** Start EXCERPTED RECORDS **
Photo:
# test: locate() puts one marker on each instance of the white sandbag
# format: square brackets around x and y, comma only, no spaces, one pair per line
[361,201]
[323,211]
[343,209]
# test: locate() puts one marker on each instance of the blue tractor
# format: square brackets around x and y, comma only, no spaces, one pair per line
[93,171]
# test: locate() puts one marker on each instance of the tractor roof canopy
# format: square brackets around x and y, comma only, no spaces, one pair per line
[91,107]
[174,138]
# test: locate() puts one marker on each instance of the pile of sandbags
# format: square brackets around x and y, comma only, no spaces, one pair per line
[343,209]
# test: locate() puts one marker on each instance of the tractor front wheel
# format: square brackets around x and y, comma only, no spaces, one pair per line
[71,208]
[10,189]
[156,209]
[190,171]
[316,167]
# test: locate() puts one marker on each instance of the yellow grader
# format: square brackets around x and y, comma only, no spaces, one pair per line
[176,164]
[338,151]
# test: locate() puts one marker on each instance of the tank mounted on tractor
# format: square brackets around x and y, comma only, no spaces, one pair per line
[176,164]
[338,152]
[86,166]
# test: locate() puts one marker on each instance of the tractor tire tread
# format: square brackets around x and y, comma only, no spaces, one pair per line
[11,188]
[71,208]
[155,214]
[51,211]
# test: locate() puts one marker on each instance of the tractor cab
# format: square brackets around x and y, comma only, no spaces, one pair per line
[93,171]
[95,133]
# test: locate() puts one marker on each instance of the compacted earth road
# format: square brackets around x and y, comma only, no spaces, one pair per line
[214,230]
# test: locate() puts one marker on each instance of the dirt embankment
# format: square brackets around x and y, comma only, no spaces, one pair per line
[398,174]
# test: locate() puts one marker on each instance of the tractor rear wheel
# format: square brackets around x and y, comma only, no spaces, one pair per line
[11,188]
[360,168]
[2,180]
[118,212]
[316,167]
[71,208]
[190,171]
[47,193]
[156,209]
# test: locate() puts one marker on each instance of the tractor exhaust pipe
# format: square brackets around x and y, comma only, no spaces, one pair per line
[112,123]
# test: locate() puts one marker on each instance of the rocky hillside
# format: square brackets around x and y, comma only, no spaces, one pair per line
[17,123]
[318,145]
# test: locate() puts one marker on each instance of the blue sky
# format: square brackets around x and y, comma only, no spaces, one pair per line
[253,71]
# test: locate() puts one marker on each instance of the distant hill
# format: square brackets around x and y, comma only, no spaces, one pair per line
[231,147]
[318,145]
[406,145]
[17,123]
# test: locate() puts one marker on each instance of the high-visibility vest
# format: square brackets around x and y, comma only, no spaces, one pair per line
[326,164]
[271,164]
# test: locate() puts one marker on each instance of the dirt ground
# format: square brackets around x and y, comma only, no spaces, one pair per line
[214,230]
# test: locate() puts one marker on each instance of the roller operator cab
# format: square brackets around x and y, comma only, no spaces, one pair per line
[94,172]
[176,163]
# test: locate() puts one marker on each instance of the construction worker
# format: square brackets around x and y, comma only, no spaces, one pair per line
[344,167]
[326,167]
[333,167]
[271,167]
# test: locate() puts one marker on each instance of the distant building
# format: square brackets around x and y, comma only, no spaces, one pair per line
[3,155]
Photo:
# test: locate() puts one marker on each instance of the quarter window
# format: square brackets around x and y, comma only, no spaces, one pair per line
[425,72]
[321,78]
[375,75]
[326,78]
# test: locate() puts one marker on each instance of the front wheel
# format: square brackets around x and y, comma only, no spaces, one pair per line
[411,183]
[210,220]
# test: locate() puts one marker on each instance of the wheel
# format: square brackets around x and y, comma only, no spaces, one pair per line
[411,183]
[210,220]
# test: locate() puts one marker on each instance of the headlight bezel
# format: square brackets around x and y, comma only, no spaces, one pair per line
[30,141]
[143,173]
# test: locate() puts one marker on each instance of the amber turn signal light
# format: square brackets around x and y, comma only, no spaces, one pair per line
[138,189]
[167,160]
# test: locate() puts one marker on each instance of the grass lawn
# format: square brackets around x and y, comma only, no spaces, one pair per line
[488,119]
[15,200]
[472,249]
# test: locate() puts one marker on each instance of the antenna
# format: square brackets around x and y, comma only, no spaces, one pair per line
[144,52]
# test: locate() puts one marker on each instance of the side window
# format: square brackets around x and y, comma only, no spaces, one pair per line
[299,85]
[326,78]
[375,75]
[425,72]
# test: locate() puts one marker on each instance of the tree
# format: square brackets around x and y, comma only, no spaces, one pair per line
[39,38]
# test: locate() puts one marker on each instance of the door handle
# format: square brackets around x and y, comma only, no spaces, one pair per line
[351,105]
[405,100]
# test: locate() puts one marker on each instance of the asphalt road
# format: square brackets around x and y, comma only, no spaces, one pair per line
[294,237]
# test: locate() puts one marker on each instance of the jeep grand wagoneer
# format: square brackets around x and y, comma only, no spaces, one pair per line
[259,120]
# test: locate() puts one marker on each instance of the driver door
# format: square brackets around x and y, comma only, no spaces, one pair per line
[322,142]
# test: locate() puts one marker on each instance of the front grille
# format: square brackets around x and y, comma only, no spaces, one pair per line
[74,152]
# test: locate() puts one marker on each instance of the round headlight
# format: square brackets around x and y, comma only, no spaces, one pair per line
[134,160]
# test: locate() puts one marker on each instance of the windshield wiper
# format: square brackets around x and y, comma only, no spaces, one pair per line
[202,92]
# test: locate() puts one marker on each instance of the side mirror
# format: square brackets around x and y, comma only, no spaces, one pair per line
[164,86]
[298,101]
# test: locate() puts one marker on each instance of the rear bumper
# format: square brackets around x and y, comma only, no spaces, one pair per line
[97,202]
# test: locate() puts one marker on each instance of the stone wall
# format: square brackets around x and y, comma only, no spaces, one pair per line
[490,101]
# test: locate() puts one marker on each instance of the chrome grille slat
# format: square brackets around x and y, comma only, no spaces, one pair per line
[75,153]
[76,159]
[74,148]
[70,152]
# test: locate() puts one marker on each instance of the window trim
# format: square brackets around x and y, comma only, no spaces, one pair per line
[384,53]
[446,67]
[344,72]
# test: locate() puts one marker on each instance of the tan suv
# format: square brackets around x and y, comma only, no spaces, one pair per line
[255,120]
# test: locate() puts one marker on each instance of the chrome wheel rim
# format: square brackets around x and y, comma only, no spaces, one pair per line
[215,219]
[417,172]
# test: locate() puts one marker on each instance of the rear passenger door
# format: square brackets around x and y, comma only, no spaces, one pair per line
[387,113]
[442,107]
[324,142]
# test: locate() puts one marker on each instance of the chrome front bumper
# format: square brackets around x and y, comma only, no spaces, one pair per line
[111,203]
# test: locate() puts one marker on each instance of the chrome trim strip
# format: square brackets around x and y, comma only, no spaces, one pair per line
** End EXCERPTED RECORDS **
WORK INSTRUCTIONS.
All of the entries must be written out exactly as they stand.

SOLUTION TO THE EXERCISE.
Photo:
# test: locate() puts one marker on each instance of the white sandbag
# format: square brackets around x and y, comma only, no spaces, one pair per line
[361,201]
[323,211]
[343,209]
# test: locate() puts one marker on each instance of the blue tractor
# format: square brackets around x and y, comma only, no spaces, one pair per line
[93,171]
# test: locate() puts one marker on each instance of the tractor roof canopy
# format: square brackets around x and y, comma only, no spaces, one pair per line
[91,107]
[174,138]
# test: locate() puts one marker on each instance of the pile of sandbags
# format: square brackets around x and y, comma only, no spaces, one pair per line
[343,209]
# test: locate() puts one marker on each instance of the tractor front wheel
# format: square brackets around x and y, comma only, no spaces, one pair per line
[71,208]
[10,189]
[156,209]
[190,171]
[316,167]
# test: locate() puts one marker on each instance of the yellow grader
# format: square brackets around x and y, comma only, no spaces, one pair per line
[176,164]
[338,151]
# test: locate() puts one marker on each instance of the tank mounted on tractor
# format: square brackets around x and y, comma only, no spaces, one pair per line
[176,164]
[338,152]
[86,166]
# test: locate() puts one marker on each instance of the tractor tire tread
# format: square brackets around x and y, comma only, no spaces, one pair per line
[11,188]
[71,208]
[155,214]
[51,211]
# test: locate() puts one marker on each instance of the tractor cab
# format: square brackets around x and y, comma only, no spaces, one pair per line
[93,171]
[95,133]
# test: locate() puts one marker on each instance of the compacted earth road
# format: square brackets around x and y, comma only, no spaces, one pair per line
[214,230]
# test: locate() puts one marker on each instance of the dirt embankment
# format: square brackets around x and y, comma only, no spaces, one pair per line
[398,174]
# test: locate() puts one marker on each instance of the tractor rear wheel
# format: square brackets around x and y, comma only, no spaces, one pair per line
[11,188]
[360,168]
[2,180]
[118,212]
[316,167]
[71,208]
[190,171]
[47,193]
[156,209]
# test: locate() puts one marker on each instance of the tractor exhaust pipe
# format: square brackets around x and y, comma only, no spaces, one pair per line
[112,123]
# test: locate() puts one marker on each instance of the rocky hillside
# format: square brackets around x and y, comma only, no spaces, one pair per line
[17,123]
[318,145]
# test: locate() puts one marker on each instance of the blue sky
# format: square brackets around x and y, comma only, no spaces, one pair per line
[253,71]
# test: locate() puts one marker on each instance of the distant hill
# format: square brackets around x and y, comma only, no spaces, one pair per line
[231,147]
[318,145]
[406,145]
[17,123]
# test: locate() puts one marker on each instance of the high-visibility vest
# format: square brackets around x and y, comma only, no spaces, one pair per line
[326,164]
[271,164]
# test: locate() puts one marker on each instance of the dirt ground
# format: square brackets around x and y, comma only, no spaces, one pair per line
[214,230]
# test: locate() puts one marker on each instance of the roller operator cab
# format: square brackets around x and y, comma only, no spaces, one pair per line
[94,172]
[176,163]
# test: locate() puts one marker on each instance of the construction worker
# format: square brackets around x and y, comma only, no spaces, one pair per line
[344,167]
[326,167]
[333,167]
[271,167]
# test: locate() puts one marker on each instance of the distant building
# format: square brackets around x and y, comma only, no spaces, one pair per line
[3,155]
Photo:
# test: locate() puts one marker on each instance of the quarter window
# format: square brackets around x and y, comma only, no spaces, one pair per line
[425,72]
[321,78]
[375,75]
[326,78]
# test: locate() puts one marker on each instance of the front wheel
# format: square brackets around x and y, comma only, no spaces, one pair per line
[411,183]
[210,220]
# test: locate() puts one marker on each instance of the wheel
# format: square brackets around x and y, comma only, no spaces, one pair per line
[411,183]
[210,220]
# test: locate() puts one marker on each instance of the headlight bezel
# format: square brackets around x and y, comma only, no spaces, one pair per line
[30,141]
[143,173]
# test: locate() puts one marker on each instance of the amber turn signal light
# format: square brackets around x and y, comma only, no spaces, one pair per line
[138,189]
[167,160]
# test: locate() puts one marker on each instance of the grass lawn
# format: square brackets around x and y, comma only, no spaces, one pair per line
[488,119]
[15,200]
[472,249]
# test: locate() puts one marker on each instance of the antenna
# format: square brackets around x and y, comma only, no spaces, one pair per line
[144,52]
# test: locate() puts one marker on each instance of the side window
# format: square brackets around x and y, comma only, no spaces, one pair per line
[299,85]
[326,78]
[375,75]
[425,72]
# test: locate() puts one marker on each instance of the tree
# format: square brackets around x and y, comma only, no spaces, one pair per line
[39,38]
# test: locate() puts one marker on each instance of the door handle
# format: square brackets around x and y, comma only, no spaces, one pair per line
[351,105]
[405,100]
# test: locate() puts one marker on each instance of the asphalt road
# format: square brackets around x and y, comma only, no spaces, one pair per line
[294,237]
# test: locate() puts one marker on each instance of the jeep grand wagoneer
# format: square brackets around x and y, comma only, no spaces, one pair per line
[259,120]
# test: locate() puts one marker on each instance of the driver door
# format: square brackets around x and y, comma only, no spaces, one pair per line
[322,142]
# test: locate() puts one marker on each instance of the front grille
# format: square brackets around x and y, comma only, no spaces, one pair per line
[74,152]
# test: locate() puts one marker on each instance of the round headlight
# format: square brackets around x and y, comma only, no spaces, one pair per line
[134,160]
# test: locate() puts one marker on each instance of the windshield wiper
# format: square brackets around x and y, comma only, no spaces, one pair per line
[202,92]
# test: locate() puts one marker on each instance of the side mirror
# format: square brackets around x and y, comma only, no spaces, one pair per line
[164,86]
[298,101]
# test: locate() puts one marker on each instance of the rear bumper
# format: square brackets around x and y, comma only, no spaces, one pair per line
[97,202]
# test: locate() puts one marker on each instance of the stone wall
# format: square brackets around x and y, comma only, no spaces, one pair per line
[490,101]
# test: locate() puts one marker on each instance of the chrome grille slat
# format: square brackets around x and y, comma only, no spaces, one pair per line
[75,153]
[76,159]
[74,148]
[70,152]
# test: locate() puts one marker on each instance of the window trim
# format: square brackets around x and y, comma only, no spaces, one pair per line
[384,53]
[446,67]
[344,72]
# test: locate() puts one marker on each instance of the tan suv
# format: square brackets around x and y, comma only, no spaces, one pair per line
[255,120]
# test: locate() puts one marker on each instance of the chrome wheel rim
# format: square brackets around x and y, comma only, no spaces, one pair per line
[215,219]
[417,172]
# test: locate() puts one marker on each instance of the rear passenger door
# format: square brackets around x and y, comma only, no spaces, one pair per line
[387,113]
[442,107]
[324,142]
# test: locate() puts one marker on each instance of the chrome front bumper
# format: square brackets around x and y, comma only, no spaces, one pair per line
[111,203]
# test: locate() puts one marker on each instance of the chrome trim strip
# format: square brackets around x and y, comma only, no spaces, one pair per line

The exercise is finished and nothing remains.